[WHAT IS BEING ASKED] In the records below, recast everything from the line containing "--target grey metal panel" down to the line containing "Mark the region of every instance of the grey", both included, as a JSON list of strings with one string per line and blank lines left out.

(Region labeling records)
_ _ _

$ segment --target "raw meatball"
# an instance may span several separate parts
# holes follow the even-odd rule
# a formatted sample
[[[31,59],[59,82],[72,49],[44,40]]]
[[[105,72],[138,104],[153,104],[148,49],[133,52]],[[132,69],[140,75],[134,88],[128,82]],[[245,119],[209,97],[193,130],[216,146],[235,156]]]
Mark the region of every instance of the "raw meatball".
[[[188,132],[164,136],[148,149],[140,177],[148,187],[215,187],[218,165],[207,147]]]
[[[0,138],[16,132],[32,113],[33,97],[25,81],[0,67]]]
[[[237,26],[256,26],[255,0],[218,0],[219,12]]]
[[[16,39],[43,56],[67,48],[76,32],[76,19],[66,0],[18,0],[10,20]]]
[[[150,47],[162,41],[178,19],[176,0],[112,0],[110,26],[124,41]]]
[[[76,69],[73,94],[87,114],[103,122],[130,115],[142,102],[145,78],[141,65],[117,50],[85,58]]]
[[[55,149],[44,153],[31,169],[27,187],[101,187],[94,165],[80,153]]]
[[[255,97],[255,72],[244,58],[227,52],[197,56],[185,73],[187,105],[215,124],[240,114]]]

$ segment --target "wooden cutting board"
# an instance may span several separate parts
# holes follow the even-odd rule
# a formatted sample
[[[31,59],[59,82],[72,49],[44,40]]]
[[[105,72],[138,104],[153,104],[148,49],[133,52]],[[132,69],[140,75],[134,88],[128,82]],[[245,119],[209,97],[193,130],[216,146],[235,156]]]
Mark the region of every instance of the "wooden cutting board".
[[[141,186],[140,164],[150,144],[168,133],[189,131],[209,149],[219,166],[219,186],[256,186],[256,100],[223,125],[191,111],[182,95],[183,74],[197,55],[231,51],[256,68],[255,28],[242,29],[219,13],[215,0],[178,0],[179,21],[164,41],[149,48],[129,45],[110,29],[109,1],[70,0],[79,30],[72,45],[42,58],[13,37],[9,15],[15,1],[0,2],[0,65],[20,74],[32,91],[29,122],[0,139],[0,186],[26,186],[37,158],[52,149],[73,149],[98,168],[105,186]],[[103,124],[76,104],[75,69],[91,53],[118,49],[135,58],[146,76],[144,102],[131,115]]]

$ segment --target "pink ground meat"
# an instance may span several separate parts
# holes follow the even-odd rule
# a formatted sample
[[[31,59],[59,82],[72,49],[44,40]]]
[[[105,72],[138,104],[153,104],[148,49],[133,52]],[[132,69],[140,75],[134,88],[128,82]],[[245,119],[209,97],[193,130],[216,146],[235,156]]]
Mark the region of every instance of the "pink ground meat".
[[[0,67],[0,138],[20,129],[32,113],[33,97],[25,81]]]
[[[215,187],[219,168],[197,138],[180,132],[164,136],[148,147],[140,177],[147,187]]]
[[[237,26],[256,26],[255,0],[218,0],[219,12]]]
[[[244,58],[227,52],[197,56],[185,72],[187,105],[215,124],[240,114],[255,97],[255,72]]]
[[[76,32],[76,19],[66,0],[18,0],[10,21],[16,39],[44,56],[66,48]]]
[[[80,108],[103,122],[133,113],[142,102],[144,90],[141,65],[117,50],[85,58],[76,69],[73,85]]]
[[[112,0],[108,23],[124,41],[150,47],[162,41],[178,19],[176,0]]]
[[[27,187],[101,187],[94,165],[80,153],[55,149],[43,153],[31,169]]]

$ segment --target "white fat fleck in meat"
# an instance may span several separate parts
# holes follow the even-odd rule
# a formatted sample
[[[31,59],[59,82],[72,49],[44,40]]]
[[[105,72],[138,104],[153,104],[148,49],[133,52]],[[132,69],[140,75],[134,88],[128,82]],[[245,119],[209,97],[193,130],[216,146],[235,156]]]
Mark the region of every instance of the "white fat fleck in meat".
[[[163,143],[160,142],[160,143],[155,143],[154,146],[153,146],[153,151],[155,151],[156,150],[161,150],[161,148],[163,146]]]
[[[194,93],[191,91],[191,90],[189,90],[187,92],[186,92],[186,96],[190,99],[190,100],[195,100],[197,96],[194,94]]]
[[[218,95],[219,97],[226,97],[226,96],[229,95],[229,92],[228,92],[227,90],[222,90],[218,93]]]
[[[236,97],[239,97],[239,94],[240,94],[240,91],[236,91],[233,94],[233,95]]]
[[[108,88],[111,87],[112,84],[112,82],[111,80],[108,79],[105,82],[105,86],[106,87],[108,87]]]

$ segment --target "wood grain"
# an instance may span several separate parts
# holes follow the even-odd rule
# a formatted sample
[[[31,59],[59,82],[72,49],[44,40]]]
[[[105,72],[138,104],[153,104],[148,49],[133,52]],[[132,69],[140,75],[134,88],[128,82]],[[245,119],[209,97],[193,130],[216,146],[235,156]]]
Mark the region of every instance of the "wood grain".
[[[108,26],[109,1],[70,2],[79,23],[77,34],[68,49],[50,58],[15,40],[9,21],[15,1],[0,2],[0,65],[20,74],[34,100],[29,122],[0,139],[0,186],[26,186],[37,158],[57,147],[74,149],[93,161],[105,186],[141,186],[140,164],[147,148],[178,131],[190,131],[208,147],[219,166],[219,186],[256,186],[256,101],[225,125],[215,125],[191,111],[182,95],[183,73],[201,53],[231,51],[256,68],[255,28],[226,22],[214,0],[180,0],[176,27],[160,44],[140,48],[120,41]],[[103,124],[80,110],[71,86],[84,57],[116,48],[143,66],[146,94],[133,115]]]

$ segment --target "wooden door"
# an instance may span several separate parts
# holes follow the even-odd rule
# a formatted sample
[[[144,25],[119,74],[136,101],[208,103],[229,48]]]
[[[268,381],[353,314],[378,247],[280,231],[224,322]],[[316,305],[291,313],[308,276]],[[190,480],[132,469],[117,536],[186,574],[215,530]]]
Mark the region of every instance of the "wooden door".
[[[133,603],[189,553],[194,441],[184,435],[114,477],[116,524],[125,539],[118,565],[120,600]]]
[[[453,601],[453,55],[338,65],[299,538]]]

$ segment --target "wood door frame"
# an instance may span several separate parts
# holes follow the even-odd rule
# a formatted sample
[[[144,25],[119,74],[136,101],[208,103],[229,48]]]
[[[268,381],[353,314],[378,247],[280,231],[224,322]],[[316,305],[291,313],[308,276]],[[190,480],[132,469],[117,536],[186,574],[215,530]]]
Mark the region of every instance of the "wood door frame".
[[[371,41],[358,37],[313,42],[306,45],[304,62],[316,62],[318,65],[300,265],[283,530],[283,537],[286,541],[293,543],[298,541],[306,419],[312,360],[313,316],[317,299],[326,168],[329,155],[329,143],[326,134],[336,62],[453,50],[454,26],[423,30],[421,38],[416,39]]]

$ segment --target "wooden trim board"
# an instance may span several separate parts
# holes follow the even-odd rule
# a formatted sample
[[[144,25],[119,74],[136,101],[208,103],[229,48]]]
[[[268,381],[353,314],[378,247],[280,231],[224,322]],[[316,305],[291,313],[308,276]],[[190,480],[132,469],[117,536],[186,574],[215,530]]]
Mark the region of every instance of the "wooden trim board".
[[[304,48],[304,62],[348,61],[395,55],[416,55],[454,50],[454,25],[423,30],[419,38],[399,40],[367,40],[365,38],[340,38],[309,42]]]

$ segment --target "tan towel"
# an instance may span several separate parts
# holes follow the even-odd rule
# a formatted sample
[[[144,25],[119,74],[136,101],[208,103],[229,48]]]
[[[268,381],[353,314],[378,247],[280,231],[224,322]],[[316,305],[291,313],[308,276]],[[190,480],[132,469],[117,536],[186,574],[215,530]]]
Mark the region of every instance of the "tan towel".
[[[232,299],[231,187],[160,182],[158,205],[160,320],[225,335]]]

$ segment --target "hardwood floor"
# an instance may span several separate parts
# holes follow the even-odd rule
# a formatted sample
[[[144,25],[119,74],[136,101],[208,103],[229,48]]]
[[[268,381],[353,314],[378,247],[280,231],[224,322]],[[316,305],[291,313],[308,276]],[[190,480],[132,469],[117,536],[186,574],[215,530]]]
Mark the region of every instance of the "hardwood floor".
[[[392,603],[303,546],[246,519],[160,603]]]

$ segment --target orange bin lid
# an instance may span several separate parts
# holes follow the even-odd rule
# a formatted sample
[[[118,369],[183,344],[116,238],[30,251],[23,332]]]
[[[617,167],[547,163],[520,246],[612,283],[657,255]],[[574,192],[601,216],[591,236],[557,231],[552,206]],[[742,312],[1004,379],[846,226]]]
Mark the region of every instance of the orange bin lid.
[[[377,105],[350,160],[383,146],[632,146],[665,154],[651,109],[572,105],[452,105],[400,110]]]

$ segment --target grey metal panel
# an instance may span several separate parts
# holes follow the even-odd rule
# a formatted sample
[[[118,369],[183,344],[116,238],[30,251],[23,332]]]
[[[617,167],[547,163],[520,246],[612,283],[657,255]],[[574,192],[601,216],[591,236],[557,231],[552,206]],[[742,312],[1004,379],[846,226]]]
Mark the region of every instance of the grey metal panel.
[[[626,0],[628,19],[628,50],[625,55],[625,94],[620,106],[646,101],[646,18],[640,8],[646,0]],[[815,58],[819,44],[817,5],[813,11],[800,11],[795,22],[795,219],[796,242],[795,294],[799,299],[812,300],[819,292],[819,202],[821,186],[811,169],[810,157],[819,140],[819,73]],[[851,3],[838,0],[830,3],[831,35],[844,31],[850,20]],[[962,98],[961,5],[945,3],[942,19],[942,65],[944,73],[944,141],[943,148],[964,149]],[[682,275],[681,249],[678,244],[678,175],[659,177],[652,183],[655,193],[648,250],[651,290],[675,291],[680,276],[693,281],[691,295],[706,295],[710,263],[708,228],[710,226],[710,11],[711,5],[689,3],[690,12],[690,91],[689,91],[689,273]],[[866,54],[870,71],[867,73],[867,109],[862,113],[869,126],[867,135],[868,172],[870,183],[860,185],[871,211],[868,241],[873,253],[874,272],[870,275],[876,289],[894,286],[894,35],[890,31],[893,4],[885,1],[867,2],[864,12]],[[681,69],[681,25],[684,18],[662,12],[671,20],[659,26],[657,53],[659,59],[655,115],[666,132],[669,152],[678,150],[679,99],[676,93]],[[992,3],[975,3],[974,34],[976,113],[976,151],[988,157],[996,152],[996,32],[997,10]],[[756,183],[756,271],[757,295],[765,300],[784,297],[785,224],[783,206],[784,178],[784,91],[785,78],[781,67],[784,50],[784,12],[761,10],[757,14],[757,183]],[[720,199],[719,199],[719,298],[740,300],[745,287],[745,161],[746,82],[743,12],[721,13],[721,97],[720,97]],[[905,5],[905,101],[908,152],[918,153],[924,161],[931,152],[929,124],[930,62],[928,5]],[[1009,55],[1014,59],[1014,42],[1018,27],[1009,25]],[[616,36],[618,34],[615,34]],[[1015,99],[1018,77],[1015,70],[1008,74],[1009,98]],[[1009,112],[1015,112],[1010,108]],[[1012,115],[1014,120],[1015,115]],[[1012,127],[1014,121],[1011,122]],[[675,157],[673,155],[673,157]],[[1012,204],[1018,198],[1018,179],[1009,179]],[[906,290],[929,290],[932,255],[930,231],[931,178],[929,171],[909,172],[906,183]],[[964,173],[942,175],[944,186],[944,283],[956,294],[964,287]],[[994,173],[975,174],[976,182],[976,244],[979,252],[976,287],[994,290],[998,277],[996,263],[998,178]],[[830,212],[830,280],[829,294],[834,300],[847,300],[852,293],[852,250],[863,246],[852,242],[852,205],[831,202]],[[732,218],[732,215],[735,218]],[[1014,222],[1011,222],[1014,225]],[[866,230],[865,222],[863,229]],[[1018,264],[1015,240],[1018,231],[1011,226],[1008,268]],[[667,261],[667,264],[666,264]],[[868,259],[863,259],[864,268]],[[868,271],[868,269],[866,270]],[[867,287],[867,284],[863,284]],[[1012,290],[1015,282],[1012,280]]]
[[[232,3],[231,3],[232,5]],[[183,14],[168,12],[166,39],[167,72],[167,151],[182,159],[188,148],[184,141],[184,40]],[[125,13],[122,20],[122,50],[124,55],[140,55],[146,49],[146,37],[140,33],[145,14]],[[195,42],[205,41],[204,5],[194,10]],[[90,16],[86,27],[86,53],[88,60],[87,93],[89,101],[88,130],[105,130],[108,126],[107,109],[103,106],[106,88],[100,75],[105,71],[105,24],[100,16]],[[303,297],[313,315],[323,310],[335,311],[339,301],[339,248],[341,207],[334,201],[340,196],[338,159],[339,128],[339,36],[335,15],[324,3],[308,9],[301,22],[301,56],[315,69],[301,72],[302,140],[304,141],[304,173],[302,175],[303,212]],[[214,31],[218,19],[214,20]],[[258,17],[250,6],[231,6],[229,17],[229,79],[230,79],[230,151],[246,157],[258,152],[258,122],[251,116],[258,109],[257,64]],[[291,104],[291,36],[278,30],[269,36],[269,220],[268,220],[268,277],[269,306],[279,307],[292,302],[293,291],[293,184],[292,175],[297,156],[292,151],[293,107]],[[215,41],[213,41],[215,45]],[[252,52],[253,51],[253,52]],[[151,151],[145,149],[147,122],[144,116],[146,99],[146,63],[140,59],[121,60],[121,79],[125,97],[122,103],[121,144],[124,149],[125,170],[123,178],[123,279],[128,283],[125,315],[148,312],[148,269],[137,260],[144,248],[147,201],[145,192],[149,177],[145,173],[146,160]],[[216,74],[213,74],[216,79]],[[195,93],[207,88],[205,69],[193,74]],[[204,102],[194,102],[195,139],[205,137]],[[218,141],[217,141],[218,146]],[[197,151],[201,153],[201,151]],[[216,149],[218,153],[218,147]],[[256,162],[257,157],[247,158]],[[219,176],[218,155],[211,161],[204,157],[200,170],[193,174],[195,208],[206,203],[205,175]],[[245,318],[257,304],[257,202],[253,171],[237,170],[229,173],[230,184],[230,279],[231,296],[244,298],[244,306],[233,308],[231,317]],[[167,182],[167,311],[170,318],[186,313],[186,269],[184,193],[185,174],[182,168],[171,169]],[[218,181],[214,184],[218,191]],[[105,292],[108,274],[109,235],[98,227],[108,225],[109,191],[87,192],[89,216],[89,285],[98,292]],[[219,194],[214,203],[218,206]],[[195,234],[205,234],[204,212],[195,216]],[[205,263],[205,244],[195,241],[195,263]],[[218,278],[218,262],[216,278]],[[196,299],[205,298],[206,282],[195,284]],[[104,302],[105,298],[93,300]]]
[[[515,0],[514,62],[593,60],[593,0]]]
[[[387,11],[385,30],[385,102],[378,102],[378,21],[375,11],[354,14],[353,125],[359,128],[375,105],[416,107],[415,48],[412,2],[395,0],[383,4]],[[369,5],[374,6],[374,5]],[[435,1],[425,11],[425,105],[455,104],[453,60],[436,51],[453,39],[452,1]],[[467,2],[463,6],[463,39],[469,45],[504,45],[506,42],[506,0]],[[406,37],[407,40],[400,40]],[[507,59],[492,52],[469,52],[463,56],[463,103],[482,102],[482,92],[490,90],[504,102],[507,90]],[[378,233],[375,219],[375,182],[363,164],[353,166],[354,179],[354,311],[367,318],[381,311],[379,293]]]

_ _ _

[IN RESPONSE]
[
  "$ segment --target grey metal panel",
  "# an instance may span several separate parts",
  "# holes follow the even-odd rule",
  "# a formatted sample",
  "[[[118,369],[183,344],[116,238],[30,251],[23,332]]]",
  "[[[617,167],[547,163],[520,246],[612,283],[657,255]],[[574,192],[601,216],[591,236],[557,231],[552,206]],[[742,312],[1004,379],[846,226]]]",
  "Mark the region of every instance of the grey metal panel."
]